■ Objectif 1: Dans l'extrait du texte, quelle autrice dépeint la grossesse comme une condamnation ?

■ Extrait du texte:
╔══

Sylvie Lainé, avec Au pied du manguier, et Jeanne-A. Debats, avec Le monde d'Aubin, nous dépeignent des mondes futurs très différents, mais vus dans les deux cas sous l'angle des rapports entre les sexes, et de la façon dont être une femme conditionne les avenirs possibles. Aucun de ces futurs n'est désirable, inutile de le dire : ce sont les femmes qui font les enfants, que la grossesse soit vécue comme une condamnation (Debats) ou comme un état désiré alors même que la raison commanderait d'adapter le nombre d'humain.e.s à des ressources de plus en plus limitées, ce qui frustre celles qui veulent être mères (Lainé).

Les textes d'Estelle Faye, avec Conte de la pluie qui n'est pas venue, Catherine Dufour, dans La chute de la Défense, et Pierre Bordage, avec Sanctuaires, abordent tous, chacun à sa façon, la question des enclaves, du "dedans" et du "dehors". Les tensions inégalitaires entre les riches qui soit créent leur petit éden privé et protégé (Faye, surtout, mais aussi Bordage) soit continuent de polluer à tout-va dans leur bunker climatisé (Dufour), et le plus grand nombre qui subit de plein fouet le dérèglement climatique sont bien exposés dans ces textes, sans aucun manichéisme. Même dans Conte de la pluie qui n'est pas venue, l'autrice laisse décider le/la lecteur/lectrice de ce que fera le personnage principal : tuer ou non l'oligarque qui prive d'eau, et de terres cultivables, les nombreuses populations en aval, au risque que celles-ci, une fois qu'elles auront épuisé ce terrain protégé jusque-là, périssent de toute façon. Parfois, il est si tard que toutes les solutions sont mauvaises.

C'est peut-être là, à mon avis, l'un des intérêts majeurs de ce travail : donner une voix aux opposant.e.s, montrer qu'il n'existe pas de solution parfaite et qui contente tout le monde. Même si les textes, qu'ils soient de vulgarisation scientifique, ou de fiction, sont inégaux, même s'il y a quelques erreurs typographiques (lettres, voire mots, manquants) agaçantes, ce n'en reste pas moins une initiative digne de tous les éloges. C'est à chacun d'entre nous, citoyen.ne.s, habitant.e.s d'une petite planète fragile, de nous renseigner, de nous approprier des histoires, et de manifester clairement notre volonté quant à ce que nous souhaitons voir advenir. C'est urgent. Lisez ce livre, faites-le lire. Maintenant.

╚══

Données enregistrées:

╔══

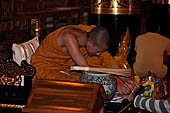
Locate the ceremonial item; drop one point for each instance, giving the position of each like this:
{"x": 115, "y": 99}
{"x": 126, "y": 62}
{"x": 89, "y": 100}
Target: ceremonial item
{"x": 120, "y": 72}
{"x": 107, "y": 80}
{"x": 15, "y": 83}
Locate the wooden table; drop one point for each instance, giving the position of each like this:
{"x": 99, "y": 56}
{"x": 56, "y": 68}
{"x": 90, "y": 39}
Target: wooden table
{"x": 66, "y": 97}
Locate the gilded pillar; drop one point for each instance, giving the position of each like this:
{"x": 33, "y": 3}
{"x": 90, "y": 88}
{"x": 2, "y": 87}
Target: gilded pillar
{"x": 117, "y": 16}
{"x": 161, "y": 11}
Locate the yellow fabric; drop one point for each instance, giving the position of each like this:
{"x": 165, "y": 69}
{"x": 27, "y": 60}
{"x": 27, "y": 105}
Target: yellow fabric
{"x": 50, "y": 59}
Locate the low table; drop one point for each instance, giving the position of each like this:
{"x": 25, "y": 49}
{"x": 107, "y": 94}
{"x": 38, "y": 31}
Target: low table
{"x": 66, "y": 97}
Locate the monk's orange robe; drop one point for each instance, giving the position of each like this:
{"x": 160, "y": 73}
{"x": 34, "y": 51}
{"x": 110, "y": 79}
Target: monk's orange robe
{"x": 52, "y": 61}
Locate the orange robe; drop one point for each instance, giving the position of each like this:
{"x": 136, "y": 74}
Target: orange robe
{"x": 52, "y": 61}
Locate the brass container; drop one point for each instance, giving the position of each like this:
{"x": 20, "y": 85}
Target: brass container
{"x": 161, "y": 1}
{"x": 116, "y": 7}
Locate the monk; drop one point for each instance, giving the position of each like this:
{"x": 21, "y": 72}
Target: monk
{"x": 70, "y": 45}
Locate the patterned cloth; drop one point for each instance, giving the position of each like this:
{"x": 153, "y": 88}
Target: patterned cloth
{"x": 152, "y": 105}
{"x": 150, "y": 48}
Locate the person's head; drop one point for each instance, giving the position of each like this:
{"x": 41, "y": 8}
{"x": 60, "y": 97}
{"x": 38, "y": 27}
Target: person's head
{"x": 98, "y": 41}
{"x": 152, "y": 25}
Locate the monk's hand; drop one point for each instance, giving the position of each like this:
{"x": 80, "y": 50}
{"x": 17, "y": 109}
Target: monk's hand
{"x": 128, "y": 89}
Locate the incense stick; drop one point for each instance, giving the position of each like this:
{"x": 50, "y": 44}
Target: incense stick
{"x": 121, "y": 72}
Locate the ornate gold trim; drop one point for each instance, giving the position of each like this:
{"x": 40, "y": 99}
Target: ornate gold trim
{"x": 12, "y": 106}
{"x": 116, "y": 6}
{"x": 161, "y": 1}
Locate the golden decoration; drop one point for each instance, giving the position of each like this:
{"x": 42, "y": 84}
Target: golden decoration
{"x": 123, "y": 50}
{"x": 161, "y": 1}
{"x": 116, "y": 6}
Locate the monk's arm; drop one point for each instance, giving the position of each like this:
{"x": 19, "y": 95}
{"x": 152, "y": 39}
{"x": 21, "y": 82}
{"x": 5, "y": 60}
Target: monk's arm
{"x": 73, "y": 48}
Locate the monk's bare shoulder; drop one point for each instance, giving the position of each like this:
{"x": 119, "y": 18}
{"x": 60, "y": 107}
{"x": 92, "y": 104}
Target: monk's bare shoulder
{"x": 65, "y": 36}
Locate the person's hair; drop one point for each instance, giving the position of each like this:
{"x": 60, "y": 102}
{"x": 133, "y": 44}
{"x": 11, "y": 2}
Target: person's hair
{"x": 152, "y": 25}
{"x": 99, "y": 36}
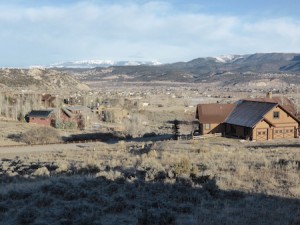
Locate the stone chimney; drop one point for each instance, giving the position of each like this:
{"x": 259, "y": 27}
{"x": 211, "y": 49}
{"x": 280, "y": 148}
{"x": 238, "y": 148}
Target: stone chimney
{"x": 269, "y": 95}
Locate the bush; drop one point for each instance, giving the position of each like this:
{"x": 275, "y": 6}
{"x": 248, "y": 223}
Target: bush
{"x": 41, "y": 135}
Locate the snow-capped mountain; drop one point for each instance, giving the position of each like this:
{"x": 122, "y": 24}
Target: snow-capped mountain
{"x": 227, "y": 58}
{"x": 100, "y": 63}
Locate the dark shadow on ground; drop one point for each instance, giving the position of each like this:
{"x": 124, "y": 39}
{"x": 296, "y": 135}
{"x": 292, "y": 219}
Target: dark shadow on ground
{"x": 294, "y": 145}
{"x": 129, "y": 199}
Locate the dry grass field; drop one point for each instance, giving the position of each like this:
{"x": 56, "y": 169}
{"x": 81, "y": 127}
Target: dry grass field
{"x": 212, "y": 181}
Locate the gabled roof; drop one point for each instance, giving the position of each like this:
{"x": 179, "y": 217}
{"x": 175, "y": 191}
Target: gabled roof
{"x": 40, "y": 113}
{"x": 213, "y": 113}
{"x": 249, "y": 113}
{"x": 284, "y": 102}
{"x": 77, "y": 108}
{"x": 67, "y": 112}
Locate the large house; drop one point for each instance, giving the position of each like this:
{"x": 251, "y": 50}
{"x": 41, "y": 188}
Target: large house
{"x": 250, "y": 119}
{"x": 212, "y": 117}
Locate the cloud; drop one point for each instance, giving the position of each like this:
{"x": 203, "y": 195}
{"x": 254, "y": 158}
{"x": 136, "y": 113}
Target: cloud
{"x": 152, "y": 30}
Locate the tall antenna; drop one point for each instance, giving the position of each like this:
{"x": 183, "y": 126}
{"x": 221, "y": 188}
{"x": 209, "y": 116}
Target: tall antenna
{"x": 281, "y": 92}
{"x": 297, "y": 101}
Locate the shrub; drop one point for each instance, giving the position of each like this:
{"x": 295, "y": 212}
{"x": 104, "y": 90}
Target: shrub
{"x": 41, "y": 135}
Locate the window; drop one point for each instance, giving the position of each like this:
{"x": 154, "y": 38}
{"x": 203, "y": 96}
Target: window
{"x": 276, "y": 115}
{"x": 207, "y": 126}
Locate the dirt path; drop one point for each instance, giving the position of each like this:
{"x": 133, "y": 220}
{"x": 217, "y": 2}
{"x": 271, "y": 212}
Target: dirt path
{"x": 44, "y": 148}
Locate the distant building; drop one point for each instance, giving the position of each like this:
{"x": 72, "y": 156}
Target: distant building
{"x": 44, "y": 117}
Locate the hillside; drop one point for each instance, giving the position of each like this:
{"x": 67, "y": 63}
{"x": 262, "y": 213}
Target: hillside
{"x": 227, "y": 70}
{"x": 41, "y": 79}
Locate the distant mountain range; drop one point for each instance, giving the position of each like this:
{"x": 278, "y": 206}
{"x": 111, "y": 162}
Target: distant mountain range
{"x": 98, "y": 63}
{"x": 227, "y": 69}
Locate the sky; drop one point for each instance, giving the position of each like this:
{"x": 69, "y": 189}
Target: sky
{"x": 44, "y": 32}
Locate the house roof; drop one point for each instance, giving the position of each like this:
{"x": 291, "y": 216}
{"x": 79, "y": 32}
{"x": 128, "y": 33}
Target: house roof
{"x": 40, "y": 113}
{"x": 67, "y": 112}
{"x": 77, "y": 108}
{"x": 249, "y": 113}
{"x": 213, "y": 113}
{"x": 286, "y": 103}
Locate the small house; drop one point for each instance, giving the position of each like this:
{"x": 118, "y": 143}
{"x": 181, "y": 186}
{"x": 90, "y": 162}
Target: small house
{"x": 43, "y": 117}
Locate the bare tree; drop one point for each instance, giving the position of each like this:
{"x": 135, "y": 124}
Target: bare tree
{"x": 136, "y": 125}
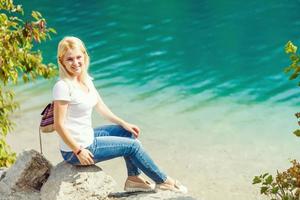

╚══

■ Objectif 2: Recopiez fidèlement les lignes de données, de celle qui contient « Locate the small » jusqu'à la dernière, ces deux limites comprises. N'incluez pas les images dans votre réponse.

■ Réponse attendue 1: Jeanne-A. Debats, avec Le monde d'Aubin.

■ Réponse attendue 2:
Locate the small house; drop one point for each instance, giving the position of each like this:
{"x": 118, "y": 143}
{"x": 181, "y": 186}
{"x": 90, "y": 162}
Target: small house
{"x": 43, "y": 117}
Locate the bare tree; drop one point for each instance, giving the position of each like this:
{"x": 135, "y": 124}
Target: bare tree
{"x": 136, "y": 125}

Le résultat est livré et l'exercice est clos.